_Документ_.
--

Автор этого эссе работал корреспондентом Радио Свобода на двух чеченских войнах. В 2000-м был захвачен российскими военными, содержался под надзором сотрудников ФСБ в Чеченской республике. С 2001 года работает в Праге.
...Тебя приводят умирать в какой-то незнакомый угол. Людей ты этих тоже не знаешь. Никто не угрожает расстрелом, с тобой вообще не разговаривают, но двух-трех слов, которыми они вяло перебрасываются, уже достаточно. Это ленивое любопытство, с которым они наблюдают за твоим уже почти трупом, не оставляет сомнений в их намерениях. Они уверены, что ты давно мертв. Это решено задолго до того, как тебя привезли сюда. Просто сигнал свернуть тебе шею, похоже, задержался в пути, застрял где-то на боковой ветке, но поступит вот-вот. Они — в томительном ожидании исполнить указание, завершить малоприятную работу. Приказа все нет — день, два, три, пять. Через неделю, дней десять их любопытство сменится раздражением. Надоедает рутина и тупое безделье. У них нет никакой личной ненависти к тебе, они просто устали и хотят домой. Там жены, дети, сериал, соседи. В таком примерно порядке расположены их интересы.
…
Каждое утро думаешь: это произойдет сегодня. У тебя развивается нечеловеческий слух. Нормальный человек, услышав слабый шум работающего двигателя, понял бы только, что где-то вдалеке движется машина. А у тебя в ушах — каждый камешек, щелкающий, хрустящий под колесами. И этих звуков сотни, тысячи, они нарастают и множатся, пока машина не заехала во двор. Сейчас, вот сейчас… "Отче наш, иже еси на небесех..."
…
Валяешься на полу обездвиженный, раздавленный. Нечем дышать. Несколько мгновений назад ты понял, что никогда больше не увидишь свою трехлетнюю дочку. И это открытие опрокинуло тебя во тьму. Ни дохнуть, ни пошевелиться. И только все еще звучит в голове поднывающий голосок, месяц назад она жаловалась тебе по телефону, что у нее болят уши: "Папа, я болё, я болё!"

--

_Содержимое набора данных_.

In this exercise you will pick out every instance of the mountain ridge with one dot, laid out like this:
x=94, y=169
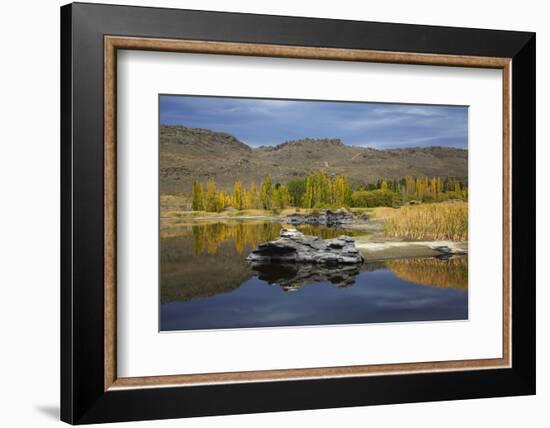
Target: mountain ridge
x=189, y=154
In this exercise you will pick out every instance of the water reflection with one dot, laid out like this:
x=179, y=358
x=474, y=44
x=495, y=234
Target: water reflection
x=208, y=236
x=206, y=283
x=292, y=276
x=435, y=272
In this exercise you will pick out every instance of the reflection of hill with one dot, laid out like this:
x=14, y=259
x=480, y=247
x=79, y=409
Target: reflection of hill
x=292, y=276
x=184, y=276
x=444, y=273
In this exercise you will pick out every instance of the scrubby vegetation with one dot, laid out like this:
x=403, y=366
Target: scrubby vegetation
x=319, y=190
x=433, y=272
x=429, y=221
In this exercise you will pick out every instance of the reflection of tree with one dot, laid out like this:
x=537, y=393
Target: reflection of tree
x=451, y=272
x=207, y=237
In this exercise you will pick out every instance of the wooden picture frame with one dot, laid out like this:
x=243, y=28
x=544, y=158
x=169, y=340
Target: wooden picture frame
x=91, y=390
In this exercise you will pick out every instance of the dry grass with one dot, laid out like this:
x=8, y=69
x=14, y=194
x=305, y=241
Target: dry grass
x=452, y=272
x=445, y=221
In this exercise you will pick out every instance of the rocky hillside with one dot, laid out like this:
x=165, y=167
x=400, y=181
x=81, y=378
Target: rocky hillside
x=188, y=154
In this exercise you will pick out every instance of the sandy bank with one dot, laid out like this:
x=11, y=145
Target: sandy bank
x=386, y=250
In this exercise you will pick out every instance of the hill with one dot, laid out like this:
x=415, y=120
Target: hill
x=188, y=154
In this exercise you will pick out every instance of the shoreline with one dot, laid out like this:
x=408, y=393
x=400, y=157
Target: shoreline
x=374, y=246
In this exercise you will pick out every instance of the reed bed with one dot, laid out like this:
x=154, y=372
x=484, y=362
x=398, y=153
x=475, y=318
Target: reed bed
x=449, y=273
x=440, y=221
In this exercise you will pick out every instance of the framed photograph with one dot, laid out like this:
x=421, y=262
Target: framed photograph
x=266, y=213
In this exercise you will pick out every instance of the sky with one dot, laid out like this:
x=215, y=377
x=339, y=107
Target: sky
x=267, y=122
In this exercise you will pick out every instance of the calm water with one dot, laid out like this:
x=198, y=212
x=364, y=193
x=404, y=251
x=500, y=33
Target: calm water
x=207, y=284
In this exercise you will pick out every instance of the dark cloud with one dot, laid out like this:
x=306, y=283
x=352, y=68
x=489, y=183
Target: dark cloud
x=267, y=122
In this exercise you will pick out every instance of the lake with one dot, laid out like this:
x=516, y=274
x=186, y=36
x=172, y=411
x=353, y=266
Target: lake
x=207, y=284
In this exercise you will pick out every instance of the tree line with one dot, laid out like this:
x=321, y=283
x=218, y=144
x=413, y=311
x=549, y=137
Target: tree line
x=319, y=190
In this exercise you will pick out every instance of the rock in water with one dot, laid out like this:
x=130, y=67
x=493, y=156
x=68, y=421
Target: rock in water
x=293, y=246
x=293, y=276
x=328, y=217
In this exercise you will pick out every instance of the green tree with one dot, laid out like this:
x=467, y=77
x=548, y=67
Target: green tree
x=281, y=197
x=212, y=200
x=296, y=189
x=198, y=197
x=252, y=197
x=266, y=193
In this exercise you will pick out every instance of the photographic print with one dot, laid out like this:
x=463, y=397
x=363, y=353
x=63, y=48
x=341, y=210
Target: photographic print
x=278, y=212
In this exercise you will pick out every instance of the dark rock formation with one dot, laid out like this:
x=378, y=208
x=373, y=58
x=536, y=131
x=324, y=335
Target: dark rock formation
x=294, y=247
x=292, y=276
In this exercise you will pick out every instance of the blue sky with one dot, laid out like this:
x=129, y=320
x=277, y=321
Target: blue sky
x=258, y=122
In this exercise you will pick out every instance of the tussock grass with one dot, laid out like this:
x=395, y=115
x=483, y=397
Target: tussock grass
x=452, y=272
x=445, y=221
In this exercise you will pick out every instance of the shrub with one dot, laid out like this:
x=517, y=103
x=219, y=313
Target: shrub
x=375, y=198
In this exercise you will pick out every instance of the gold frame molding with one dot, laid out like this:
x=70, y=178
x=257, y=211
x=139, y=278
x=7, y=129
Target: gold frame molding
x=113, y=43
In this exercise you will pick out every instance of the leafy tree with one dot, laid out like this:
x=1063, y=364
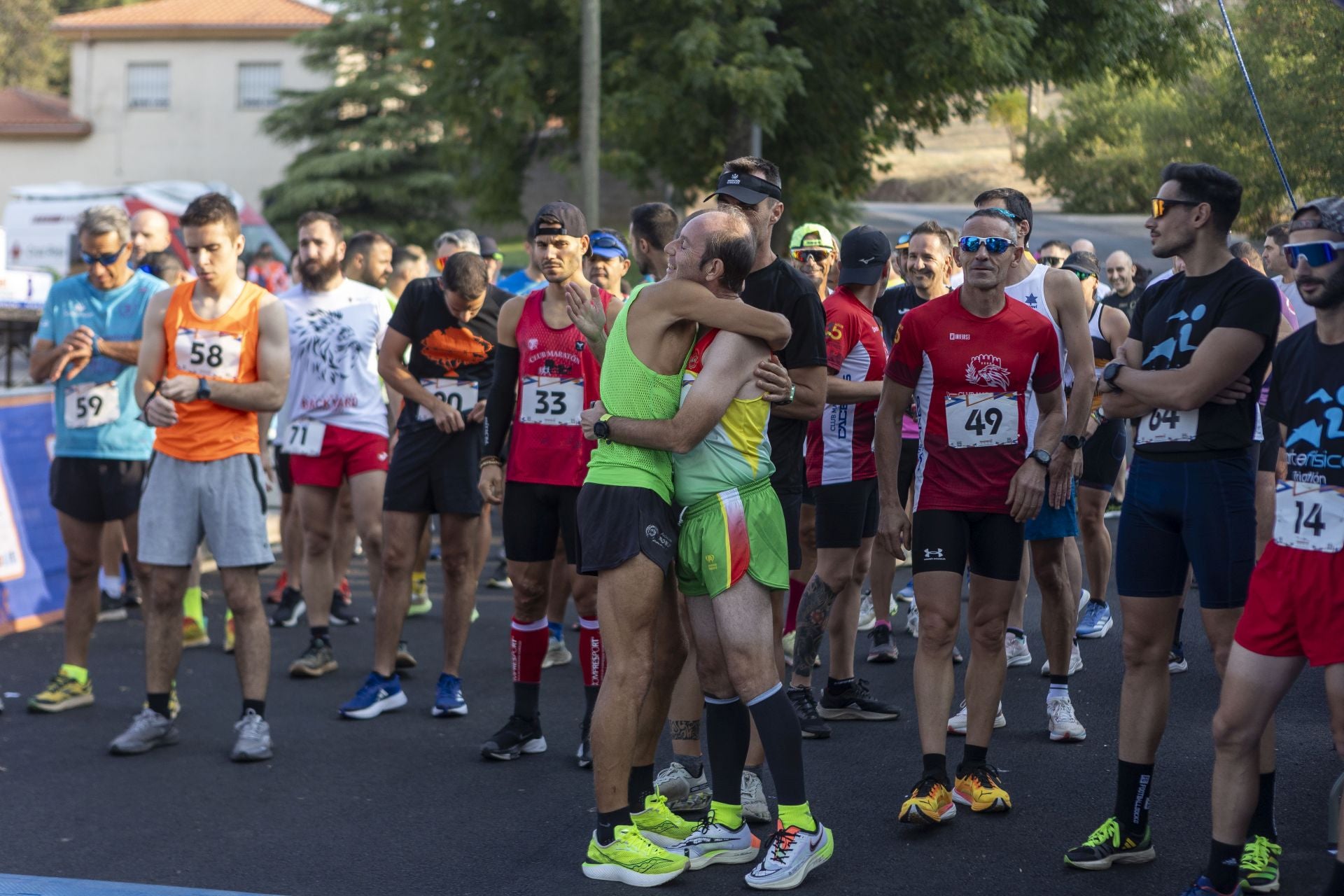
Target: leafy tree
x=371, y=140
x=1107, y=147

--

_Задания_.
• A. Покажите все строки выше, в которых есть слово «blue». Регистр букв учитывается.
• B. Продолжите эссе о плене в Чечне, начиная сразу после его последнего предложения.

_Ответы к заданиям_.
• A.
In this exercise you will pick out every instance of the blue sky with one dot, laid out like this:
Target: blue sky

• B.
…
Ты молишься. По нескольку раз на день. Не о продолжении жизни — это глупо, неисполнимо. А о том, как опередить смерть, заказать ее по собственной воле. Как подтолкнуть руку твоего убийцы, чтобы он неожиданно для себя спустил курок ранее отведенного срока. Чтобы не дать им шанса на издевательство. Чтобы из тебя вынули жизнь, а не душу.
…
Ты мало ешь и стремительно худеешь, хотя, кажется, дальше некуда. Это не потому, что не голоден. Пока за тобой не очень следят, ты терзаешь себя физическими упражнениями. Отжимаешься, приседаешь бесконечное количество раз, что-то еще из школьного курса гимнастики. Не потому, что хочешь быть голодным и сильным. Ты стремишься заморозить всякие желания, чтобы твое тело принадлежало не им, а тебе. Ты думаешь о том, что твой труп должен быть упокоен задолго до своей физической смерти. Гимнастика — чтобы не потерять способности двигаться и сопротивляться.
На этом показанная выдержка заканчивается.